— start of MATERIAL FOR THIS EXERCISE —
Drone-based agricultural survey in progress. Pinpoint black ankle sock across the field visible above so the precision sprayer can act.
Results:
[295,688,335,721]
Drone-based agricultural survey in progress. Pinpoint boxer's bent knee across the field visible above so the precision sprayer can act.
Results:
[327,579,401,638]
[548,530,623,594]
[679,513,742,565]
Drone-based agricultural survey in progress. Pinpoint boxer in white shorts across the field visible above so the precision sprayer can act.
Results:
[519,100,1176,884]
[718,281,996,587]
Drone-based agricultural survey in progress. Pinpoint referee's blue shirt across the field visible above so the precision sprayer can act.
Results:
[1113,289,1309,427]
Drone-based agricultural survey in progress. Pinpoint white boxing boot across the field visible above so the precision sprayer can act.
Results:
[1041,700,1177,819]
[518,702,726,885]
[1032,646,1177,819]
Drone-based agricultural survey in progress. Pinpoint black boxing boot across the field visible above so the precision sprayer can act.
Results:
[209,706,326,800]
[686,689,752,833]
— end of MATERIAL FOR THIS EXERCISE —
→ **THE EXERCISE**
Give the records above as a two-column CSV with the columns input and output, one row per record. Put each record's text in input and its results in output, with each field enclosed in double quotes and any line breaks replaced by spaces.

→ **THE ANSWER**
input,output
"Drone-based agricultural survey in progress. Pinpoint black ankle sock across the field visible above so the precision sprayer can act. Results:","[295,688,335,721]"
"Drone-based agricultural survey in progress. Pinpoint boxer's bent knee across the field visible above so the precision sprayer can act. Results:","[327,579,401,638] [548,530,623,594] [679,513,742,565]"
"Drone-based agricultural survey in progress. Pinpoint boxer in white shorts across the field visible above so the precision sprayer can act. Results:","[519,100,1176,884] [718,281,996,587]"
"Drone-based agricultural survey in progress. Pinpoint referee's blue shirt across the field visible above so the precision sprayer can act. Results:","[1113,289,1309,427]"
"Drone-based agricultural survey in progress. Pinpoint white boxing boot across the field visible above so the precision sprayer can act. Results:","[1041,700,1177,819] [518,702,726,885] [1032,646,1177,819]"
"Drone-based agricultural survey in progress. Pinpoint black boxing boot across the field visible above so the precision sprayer can act. Results:","[209,706,326,800] [686,689,752,833]"